Each GIMFhelix subunit exhibits the canonical fold consisting of the N-terminal domain that exists as a mixed four-strand β–sheet situated between α–helices followed by the C-terminal domain composed entirely of α–helices (1). The Ramachandran plot identified nine outliers in the eight subunits in the asymmetric unit. Eight of them are functionally significant and belong to Gln67 in each of the subunits. Gln67 lies in the highly conserved ββα motif that recognizes the γ-glutamyl portion of GSH. Consistent with other known GST structures, this residue is positioned to participate in a hydrogen bond with the amino group of GSH and adopts these dihedral angles in order to permit the binding of a solvent molecule between the Gln67 amide nitrogen and the γ-glutamyl carboxylate group of GSH (34). The remaining outlier, Arg13 in subunit F, is only slightly outside the generally accepted limits and well-defined in electron density. A highly conserved proline residue is also observed at position 56 in the less favored cis conformation known to be important in the “cis-Pro loop” that helps to conserve the overall fold and is also part of the ββα motif mentioned above (3). Similar results were obtained for the apo GIMFhelix crystal structure solved at 2.38 . It should be noted that weak difference density resembling GSH in two of the eight subunits (B and D) was observed in the apo structure and is likely the result of residual GSH used in the purification procedure. The statistics for data collection, processing, and refinement of both structures are summarized in Tables 1 and and22.
Structural superpositions of the different subunits in the asymmetric unit revealed two consistent differences. The first involves Gln53, a residue conserved between hGSTA1-1 and hGSTA4-4 that is hydrogen-bonded through a bridging water molecule to the carbonyl oxygen of residue 45 and also interacts with the carbonyl oxygen of residue 50 via its amide nitrogen (34). The side chain orientation of Gln53 in the AB and CD dimers alternates between the aforementioned position and one which points towards the G-site and allows contact with Arg131 across the dimer interface. However, the altered conformation of Gln53 did not disrupt GSH binding. Instead, the position was found to reflect dimer-dimer interactions between the amide nitrogen of the Gln53 side chain and the carbonyl of Lys141 from a separate dimer as a result of crystal packing.
The second difference encountered between the subunits relates to the orientation of Tyr166 of the α6-helix in the AB, CD, and EF dimers of the GSH-bound structure and the CD and EF dimers of the apo structure. Although this residue is not conserved in hGSTA4-4, which has an alanine at position 166, in hGSTA1-1 it has been observed to form a intra-domain hydrogen bond to Glu162 that contributes to the creation of a solvent cavity between the two domains of a single subunit (35). Inspection of the subunits shows that Tyr166 alternates between interacting with Glu162 and residing between Leu170 of the α6-helix and Ile106 of the α4-helix. The conformations of surrounding residues are not affected; however, the placement of Tyr166 between Leu170 and Ile106 is associated with a small but consistent increase in the distance between the α6- and α4-helices from 7.9 to 9.1 , as measured between the corresponding Cα atoms of the backbone. The reason for the alternating positions is unclear and there are no confounding factors from crystal packing when dimer-dimer interactions are taken into consideration. However, given that Ile106 resides behind the H-site, just prior to three of the mutations (L107I, L108M and V111F) made in the GIMFhelix mutant, the small shift in this portion of the α4-helix towards the H-site may allow enough room for Tyr166 to occupy multiple positions, possibly giving rise to a more dynamic α6-helix than expected in this region.

DATASET SECTION:

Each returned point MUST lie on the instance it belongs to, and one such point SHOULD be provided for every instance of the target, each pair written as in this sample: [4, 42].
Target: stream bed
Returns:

REQUIRED ACTIONS:
1. Answer these questions from the GIMFhelix structure text.
(a) Which residue, in which subunit, is the remaining Ramachandran outlier?
(b) Which residue from a separate dimer does the Gln53 side chain interact with as a result of crystal packing?
(c) What residue does hGSTA4-4 have at position 166?
2. Set down the passage of the GIMFhelix structure text between "Structural superpositions of" and "of crystal packing.", inclusive, word for word.
Use only the text on the GIMFhelix structure to answer, not the listing.

ANSWERS FOR EACH ITEM:
1.
(a) Arg13 in subunit F.
(b) Lys141, through its carbonyl.
(c) An alanine.

2.
Structural superpositions of the different subunits in the asymmetric unit revealed two consistent differences. The first involves Gln53, a residue conserved between hGSTA1-1 and hGSTA4-4 that is hydrogen-bonded through a bridging water molecule to the carbonyl oxygen of residue 45 and also interacts with the carbonyl oxygen of residue 50 via its amide nitrogen (34). The side chain orientation of Gln53 in the AB and CD dimers alternates between the aforementioned position and one which points towards the G-site and allows contact with Arg131 across the dimer interface. However, the altered conformation of Gln53 did not disrupt GSH binding. Instead, the position was found to reflect dimer-dimer interactions between the amide nitrogen of the Gln53 side chain and the carbonyl of Lys141 from a separate dimer as a result of crystal packing.